[Dataset entries]
******************************
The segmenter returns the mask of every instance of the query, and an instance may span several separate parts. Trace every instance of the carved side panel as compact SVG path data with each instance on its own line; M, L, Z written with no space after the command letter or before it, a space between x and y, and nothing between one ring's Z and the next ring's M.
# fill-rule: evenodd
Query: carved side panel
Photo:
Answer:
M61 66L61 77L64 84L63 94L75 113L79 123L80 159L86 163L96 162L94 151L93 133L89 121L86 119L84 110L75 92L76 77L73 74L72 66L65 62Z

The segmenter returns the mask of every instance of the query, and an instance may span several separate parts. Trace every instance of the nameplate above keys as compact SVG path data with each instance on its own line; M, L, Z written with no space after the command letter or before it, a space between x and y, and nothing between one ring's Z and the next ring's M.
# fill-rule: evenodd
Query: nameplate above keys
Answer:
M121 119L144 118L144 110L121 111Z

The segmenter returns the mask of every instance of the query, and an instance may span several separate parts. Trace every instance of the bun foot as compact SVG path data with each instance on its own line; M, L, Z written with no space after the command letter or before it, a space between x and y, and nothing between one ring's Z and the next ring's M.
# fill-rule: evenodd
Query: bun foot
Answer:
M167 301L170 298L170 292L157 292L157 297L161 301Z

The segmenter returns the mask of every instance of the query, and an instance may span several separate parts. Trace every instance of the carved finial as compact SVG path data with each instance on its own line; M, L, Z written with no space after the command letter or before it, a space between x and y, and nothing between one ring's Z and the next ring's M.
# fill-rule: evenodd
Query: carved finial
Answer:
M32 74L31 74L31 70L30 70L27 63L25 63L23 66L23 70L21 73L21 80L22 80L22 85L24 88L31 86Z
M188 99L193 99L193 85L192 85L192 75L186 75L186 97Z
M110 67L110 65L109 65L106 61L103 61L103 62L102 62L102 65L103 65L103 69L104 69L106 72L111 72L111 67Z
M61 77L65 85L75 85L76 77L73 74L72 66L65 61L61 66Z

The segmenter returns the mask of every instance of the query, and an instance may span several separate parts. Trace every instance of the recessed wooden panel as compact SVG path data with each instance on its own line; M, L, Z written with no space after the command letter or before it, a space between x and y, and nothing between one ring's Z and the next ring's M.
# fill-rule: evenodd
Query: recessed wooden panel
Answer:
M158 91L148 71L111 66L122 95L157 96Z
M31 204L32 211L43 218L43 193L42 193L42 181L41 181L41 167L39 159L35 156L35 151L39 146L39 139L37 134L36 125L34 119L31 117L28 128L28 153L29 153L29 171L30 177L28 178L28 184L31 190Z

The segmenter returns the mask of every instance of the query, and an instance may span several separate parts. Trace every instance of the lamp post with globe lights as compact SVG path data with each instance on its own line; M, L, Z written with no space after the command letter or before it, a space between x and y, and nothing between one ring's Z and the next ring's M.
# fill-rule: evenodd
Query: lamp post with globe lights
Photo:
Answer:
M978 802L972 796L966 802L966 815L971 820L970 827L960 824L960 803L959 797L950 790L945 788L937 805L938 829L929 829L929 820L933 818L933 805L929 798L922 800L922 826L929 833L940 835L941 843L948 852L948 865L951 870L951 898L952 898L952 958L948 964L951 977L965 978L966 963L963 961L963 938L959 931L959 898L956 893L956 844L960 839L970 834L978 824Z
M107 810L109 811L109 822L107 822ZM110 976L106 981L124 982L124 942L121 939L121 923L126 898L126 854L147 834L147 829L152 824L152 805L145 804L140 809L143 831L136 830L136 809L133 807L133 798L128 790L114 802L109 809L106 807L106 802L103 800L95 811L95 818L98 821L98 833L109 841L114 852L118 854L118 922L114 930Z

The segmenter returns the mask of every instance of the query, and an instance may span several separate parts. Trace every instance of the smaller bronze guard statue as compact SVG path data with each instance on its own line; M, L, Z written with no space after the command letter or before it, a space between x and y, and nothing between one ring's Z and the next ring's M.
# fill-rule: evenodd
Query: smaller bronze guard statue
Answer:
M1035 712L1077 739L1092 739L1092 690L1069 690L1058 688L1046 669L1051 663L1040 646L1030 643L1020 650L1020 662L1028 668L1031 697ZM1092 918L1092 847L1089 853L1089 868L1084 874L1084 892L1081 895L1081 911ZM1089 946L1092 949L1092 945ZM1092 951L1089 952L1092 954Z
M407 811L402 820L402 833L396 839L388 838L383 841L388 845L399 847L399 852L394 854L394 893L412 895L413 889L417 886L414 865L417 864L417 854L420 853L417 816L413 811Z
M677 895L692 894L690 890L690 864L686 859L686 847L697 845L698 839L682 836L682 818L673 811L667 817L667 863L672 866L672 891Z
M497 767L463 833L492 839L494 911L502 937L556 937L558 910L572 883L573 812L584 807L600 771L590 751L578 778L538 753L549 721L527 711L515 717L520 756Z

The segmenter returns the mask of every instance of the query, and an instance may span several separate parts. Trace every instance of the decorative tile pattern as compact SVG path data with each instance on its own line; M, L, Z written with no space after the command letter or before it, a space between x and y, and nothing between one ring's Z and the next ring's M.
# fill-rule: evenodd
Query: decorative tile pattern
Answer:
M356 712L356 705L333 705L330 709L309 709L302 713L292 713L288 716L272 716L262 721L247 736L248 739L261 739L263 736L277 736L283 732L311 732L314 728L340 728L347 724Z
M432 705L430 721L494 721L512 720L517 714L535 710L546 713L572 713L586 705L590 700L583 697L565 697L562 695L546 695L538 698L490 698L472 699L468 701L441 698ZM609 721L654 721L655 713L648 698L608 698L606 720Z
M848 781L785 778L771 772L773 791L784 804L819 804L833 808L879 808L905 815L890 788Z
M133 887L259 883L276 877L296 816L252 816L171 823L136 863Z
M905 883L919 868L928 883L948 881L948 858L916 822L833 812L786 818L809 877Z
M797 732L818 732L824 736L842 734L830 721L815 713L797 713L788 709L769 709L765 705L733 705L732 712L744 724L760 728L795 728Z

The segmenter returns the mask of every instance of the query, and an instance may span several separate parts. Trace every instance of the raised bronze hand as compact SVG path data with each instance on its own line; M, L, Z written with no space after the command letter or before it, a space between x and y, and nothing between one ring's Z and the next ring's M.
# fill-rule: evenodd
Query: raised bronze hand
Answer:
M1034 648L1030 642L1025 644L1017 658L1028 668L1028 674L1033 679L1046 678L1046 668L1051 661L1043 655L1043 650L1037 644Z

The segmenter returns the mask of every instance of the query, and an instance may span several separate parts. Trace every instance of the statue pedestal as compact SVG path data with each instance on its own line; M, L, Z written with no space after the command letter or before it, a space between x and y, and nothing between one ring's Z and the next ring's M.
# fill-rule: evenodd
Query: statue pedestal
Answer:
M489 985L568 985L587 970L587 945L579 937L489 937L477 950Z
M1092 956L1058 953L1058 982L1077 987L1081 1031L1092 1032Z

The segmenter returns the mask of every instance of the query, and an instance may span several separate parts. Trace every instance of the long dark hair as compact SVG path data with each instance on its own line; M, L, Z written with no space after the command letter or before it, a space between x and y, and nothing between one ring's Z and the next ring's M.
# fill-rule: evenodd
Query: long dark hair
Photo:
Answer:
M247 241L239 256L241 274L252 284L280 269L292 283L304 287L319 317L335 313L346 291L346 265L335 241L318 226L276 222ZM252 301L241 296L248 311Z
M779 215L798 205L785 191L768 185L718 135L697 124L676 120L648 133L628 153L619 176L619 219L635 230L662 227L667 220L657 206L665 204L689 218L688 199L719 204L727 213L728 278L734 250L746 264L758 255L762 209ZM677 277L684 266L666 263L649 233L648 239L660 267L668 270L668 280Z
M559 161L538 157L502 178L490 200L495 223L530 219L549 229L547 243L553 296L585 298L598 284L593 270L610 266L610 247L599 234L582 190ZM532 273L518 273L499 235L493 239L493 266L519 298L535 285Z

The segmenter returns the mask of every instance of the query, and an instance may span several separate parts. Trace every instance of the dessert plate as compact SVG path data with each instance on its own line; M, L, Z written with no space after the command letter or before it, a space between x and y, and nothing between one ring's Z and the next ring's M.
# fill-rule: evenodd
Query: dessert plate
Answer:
******************************
■ **Goal**
Reproduce only the records from the line with "of the decorative" up to and including the line with "M1034 648L1030 642L1025", swapping "raised bronze hand" for "upraised bronze hand" and keeping everything else unchanged.

■ **Task answer**
The segmenter returns the mask of every instance of the query, and an instance may span several separate parts. Trace every instance of the decorative tile pattern as compact SVG path data with each instance on its own line; M, L, Z written with no space after the command letter or before it, a space between x and y, and nothing between one ring's Z and the next ring's M.
# fill-rule: evenodd
Query: decorative tile pattern
Answer:
M356 712L356 705L333 705L330 709L309 709L302 713L292 713L288 716L272 716L262 721L247 736L248 739L261 739L263 736L277 736L283 732L311 732L314 728L340 728L347 724Z
M432 705L430 721L494 721L512 720L517 714L535 710L546 713L572 713L586 705L590 700L583 697L565 697L562 695L546 695L538 698L490 698L472 699L468 701L441 698ZM609 721L654 721L655 713L648 698L608 698L606 720Z
M848 781L785 778L771 772L773 791L784 804L819 804L833 808L879 808L905 815L890 788Z
M133 887L259 883L276 877L296 816L252 816L171 823L136 863Z
M905 883L919 868L928 883L948 881L948 858L916 822L833 812L786 818L809 877Z
M797 732L818 732L824 736L842 734L830 721L815 713L797 713L788 709L769 709L765 705L733 705L732 712L744 724L760 728L795 728Z

The segmenter returns the mask of every instance of the query, and an instance may span several separate parts. Trace every instance of the upraised bronze hand as compact SVG path data with each instance on its own line; M, L, Z written with no space after the command letter or before it, a space between x and y, and nothing between one ring's Z and the next ring's M.
# fill-rule: evenodd
Query: upraised bronze hand
Answer:
M1034 648L1030 642L1025 644L1017 658L1028 668L1028 674L1033 679L1046 678L1046 668L1051 661L1043 655L1043 650L1037 644Z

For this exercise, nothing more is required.